----- Text provided -----
And again, I can boycott a foreign nation. I can’t boycott a SWAT team surrounding my house.
I also don;t have a problem having laws that punish the illegal use of surveillance techniques by private companies. If it costs them money (and possibly even costs executives their freedom for willful criminal violations), companies will start to avoid using these techniques.
Remember, the same things can be said about opening provate mail, “black bag” jobs of breaking into private houses to snoop, wiretapping, planting bugs, etc. We have managed to keep those transgressions by corporations down to a dull roar — but they were NOT that uncommon in the past, when there was no strong enforcement.
I CERTAINLY hold the government, which exists to PROTECT individual Constitutional rights, to a higher standard than private citizens when it comes to the willful (or criminally negligent) violations of those same rights. It’s like bribery: It’s bad when a business owner accepts bribes and kickbacks from potential suppliers so they can steal a march on their competition; it’s inexcuseable for a public official to accept bribes – and public officials convicted of such should serve hard time and be barred from government service.
Well! I hope THIS post is enough to earn me a “special dossier”!
Joe, you suggest 2 control mechanisms… Punish them. Force them.
Same 2 methods we have successfuly used to stop illicit drug manufacture and use.
The desire to treat political opponents to spying, dirty tricks, detention and other negative reenforcements up to and including execution is as hard wired as the desire to catch a buzz, you can find it throughout recorded history. Probably related to the mechanism a new alpha ape uses to ensure his genes are the ones going forward in his particular band of primates?
What needs to change is culture, not laws. Look for a culture where it wasn’t expressed? If you go back to the whiskey rebellion, our politician’s desires have not changed, merely their tools have been refined and their use become cheaper.
I’m going to check out the original “ride, shoot (the bow) straight and speak the truth” people now. Like the Japanese, they supposedly didn’t even lie during criminal trials. Wonder how they ran their politics?
I’ve known for a long time that I’m different. I have never liked “a buzz” from drugs of any type, including legal ones. Similar are my aversions to dirty tricks to honorable opponents. Once they transgress “the rules” then… well, I shouldn’t say.
----- Recorded information -----
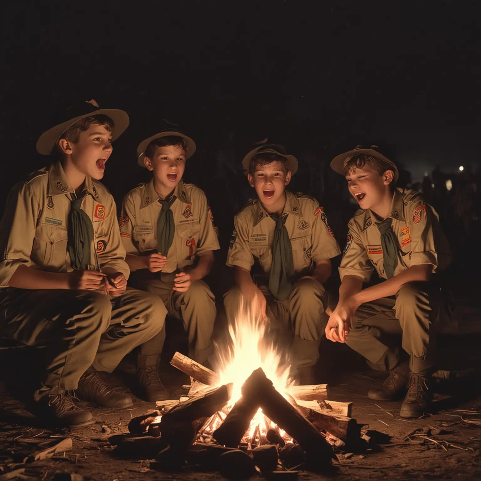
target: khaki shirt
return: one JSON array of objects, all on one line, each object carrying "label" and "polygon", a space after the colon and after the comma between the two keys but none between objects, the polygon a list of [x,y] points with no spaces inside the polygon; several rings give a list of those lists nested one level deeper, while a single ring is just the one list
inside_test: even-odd
[{"label": "khaki shirt", "polygon": [[[285,227],[292,246],[294,269],[300,277],[312,272],[316,263],[339,255],[341,250],[315,199],[287,190],[286,196]],[[250,202],[236,215],[234,228],[227,265],[250,271],[256,257],[264,273],[269,274],[276,223],[258,200]]]},{"label": "khaki shirt", "polygon": [[[94,236],[90,268],[108,267],[128,278],[114,198],[89,177],[85,187],[88,193],[82,209],[92,221]],[[59,162],[34,172],[12,190],[0,224],[0,287],[7,286],[21,264],[52,272],[73,270],[67,249],[67,229],[74,192]]]},{"label": "khaki shirt", "polygon": [[[176,231],[167,254],[165,273],[192,264],[197,254],[220,248],[214,218],[203,191],[181,180],[174,191],[171,209]],[[162,210],[153,180],[131,190],[124,198],[119,218],[127,253],[148,255],[157,252],[157,221]]]},{"label": "khaki shirt", "polygon": [[[396,189],[389,217],[398,240],[397,263],[394,274],[411,266],[432,264],[433,272],[445,268],[451,262],[449,246],[439,225],[436,211],[416,190]],[[339,267],[344,276],[357,276],[367,282],[375,268],[381,278],[384,272],[381,235],[369,209],[360,209],[349,221],[347,242]]]}]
-----
▶ Required work
• A. According to the surveillance discussion, what two control mechanisms does Joe suggest?
• B. Summarize the surveillance discussion in two sentences.
• C. Pick up the surveillance discussion after its last sentence and continue it.

▶ Results of the tasks
• A. Punishing them and forcing them.

• B. One writer favors laws that punish illegal surveillance by private companies but holds the government, which exists to protect constitutional rights, to a higher standard, much as bribery is worse in a public official than in a business owner. A reply compares these methods to those used against illicit drugs, calls the desire to spy on political opponents hard wired, and says that culture, not laws, needs to change.

• C.
I’ll grant you may be correct for vast majority of political types and maybe even people in general.
What I don’t understand is the implications of what you are saying. Are you suggesting, by my extrapolation, that there is no point in having a Bill of Rights, or even a constitution, unless we change our culture? I might be able to be convinced of that but it would be a bitter pill to swallow.
No. Bill of rights, Constitution, an excellent start! What we need to add to these is something like a religious belief in the desirability to think, plan and act righteously (as opposed to profitably or strategically in preparation for the next election cycle…)
What do the folks who run our corporate and political infrastructure consider to be “righteous”? Do they even consider such a concept?
On good words, good deeds and good thoughts
==Some Basic Maxims of Zoroastrianism==
Good Thoughts, Good Words, Good Deeds.
* There is only one path and that is the path of Truth.
* Do the right thing because it is the right thing to do, and then all beneficial rewards will come to you.
What makes you think you have a bill of rights or a constitution -now-?
In the last 20 years alone, there is -no- Constitution, Amendment, or Law that the government has not wilfully violated in the extreme. There is no ethic they will not broach, no moral extreme they have not surpassed.
In all seriousness, sir… what makes you think you had a Constitution to begin with?
Why is it, that when I wish to comment on these news items, that I must be willing to give up my email address, my Facebook friend’s list and all other sorts of information?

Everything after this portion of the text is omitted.